> [Exercise details]:
Starting at the line containing "Every instance gets a single point. Point out the vase" and ending at the last line of the records, write out those lines again, changing "vase of flowers" to "flower vase" and leaving everything else the same.

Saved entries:
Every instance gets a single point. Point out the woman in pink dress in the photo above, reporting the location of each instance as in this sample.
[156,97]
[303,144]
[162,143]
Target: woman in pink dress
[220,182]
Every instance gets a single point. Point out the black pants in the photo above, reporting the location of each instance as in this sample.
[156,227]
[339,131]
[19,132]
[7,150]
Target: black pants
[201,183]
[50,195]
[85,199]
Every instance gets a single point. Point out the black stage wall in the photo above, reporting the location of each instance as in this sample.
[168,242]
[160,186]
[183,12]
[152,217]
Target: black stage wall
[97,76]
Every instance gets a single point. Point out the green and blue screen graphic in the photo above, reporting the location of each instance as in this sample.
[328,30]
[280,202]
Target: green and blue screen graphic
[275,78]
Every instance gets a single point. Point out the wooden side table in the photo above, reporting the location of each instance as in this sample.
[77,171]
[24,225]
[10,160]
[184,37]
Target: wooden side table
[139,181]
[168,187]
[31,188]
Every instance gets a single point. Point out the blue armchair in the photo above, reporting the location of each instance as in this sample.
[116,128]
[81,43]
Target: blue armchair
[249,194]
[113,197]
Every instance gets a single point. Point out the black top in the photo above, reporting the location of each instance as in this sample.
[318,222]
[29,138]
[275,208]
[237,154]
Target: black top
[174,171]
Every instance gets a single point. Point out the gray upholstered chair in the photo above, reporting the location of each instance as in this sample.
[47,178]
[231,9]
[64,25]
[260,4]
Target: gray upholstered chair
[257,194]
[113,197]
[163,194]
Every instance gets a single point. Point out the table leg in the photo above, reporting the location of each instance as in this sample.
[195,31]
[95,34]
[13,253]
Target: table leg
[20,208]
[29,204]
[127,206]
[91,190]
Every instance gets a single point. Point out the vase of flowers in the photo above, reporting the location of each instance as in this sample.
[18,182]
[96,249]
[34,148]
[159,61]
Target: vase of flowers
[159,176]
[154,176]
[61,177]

> [Solution for this problem]:
Every instance gets a single point. Point out the flower vase in the photo above, reporting the location of each instance as in this sample.
[18,182]
[96,249]
[34,148]
[159,61]
Target: flower vase
[159,176]
[154,176]
[61,177]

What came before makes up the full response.